**Work to be completed:**
All that is wanted is an exact copy of the line containing "Could you please indicate the white jersey" and the lines after it, through the end of the records.

**Records supplied:**
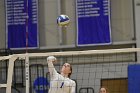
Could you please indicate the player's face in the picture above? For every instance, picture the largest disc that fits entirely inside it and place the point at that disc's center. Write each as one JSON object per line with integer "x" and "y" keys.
{"x": 103, "y": 90}
{"x": 66, "y": 68}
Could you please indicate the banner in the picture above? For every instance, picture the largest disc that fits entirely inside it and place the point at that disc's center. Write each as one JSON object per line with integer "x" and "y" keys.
{"x": 22, "y": 23}
{"x": 93, "y": 22}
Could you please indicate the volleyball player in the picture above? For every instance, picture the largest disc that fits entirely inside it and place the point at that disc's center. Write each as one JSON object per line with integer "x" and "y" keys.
{"x": 60, "y": 83}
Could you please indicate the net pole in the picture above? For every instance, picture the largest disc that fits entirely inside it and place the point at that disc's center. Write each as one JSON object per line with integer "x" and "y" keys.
{"x": 26, "y": 57}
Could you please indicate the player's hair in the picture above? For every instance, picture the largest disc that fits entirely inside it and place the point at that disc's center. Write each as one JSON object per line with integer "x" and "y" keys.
{"x": 70, "y": 70}
{"x": 107, "y": 91}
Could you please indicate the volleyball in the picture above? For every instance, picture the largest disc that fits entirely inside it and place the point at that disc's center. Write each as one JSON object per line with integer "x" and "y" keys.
{"x": 63, "y": 20}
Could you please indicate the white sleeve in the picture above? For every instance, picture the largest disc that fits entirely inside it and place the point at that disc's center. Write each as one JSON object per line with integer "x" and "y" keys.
{"x": 73, "y": 87}
{"x": 51, "y": 68}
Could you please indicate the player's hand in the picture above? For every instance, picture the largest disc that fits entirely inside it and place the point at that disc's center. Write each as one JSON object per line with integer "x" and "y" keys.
{"x": 51, "y": 59}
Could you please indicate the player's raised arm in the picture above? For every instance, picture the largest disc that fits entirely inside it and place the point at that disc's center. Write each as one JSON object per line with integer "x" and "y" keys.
{"x": 73, "y": 87}
{"x": 50, "y": 61}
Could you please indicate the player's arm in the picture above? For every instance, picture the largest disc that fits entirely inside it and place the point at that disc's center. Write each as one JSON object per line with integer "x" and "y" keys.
{"x": 73, "y": 88}
{"x": 50, "y": 61}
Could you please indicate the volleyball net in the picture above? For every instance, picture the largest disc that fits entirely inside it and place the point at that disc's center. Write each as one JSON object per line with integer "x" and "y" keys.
{"x": 116, "y": 69}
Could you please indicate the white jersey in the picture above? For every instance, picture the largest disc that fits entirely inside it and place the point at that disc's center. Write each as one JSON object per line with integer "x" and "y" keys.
{"x": 59, "y": 83}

**Written solution:**
Could you please indicate the white jersey in the picture above? For every instance, picture the largest disc that fits entirely inside it and place the point at that disc's center. Write each as one JSON object per line with integer "x" and "y" keys.
{"x": 59, "y": 83}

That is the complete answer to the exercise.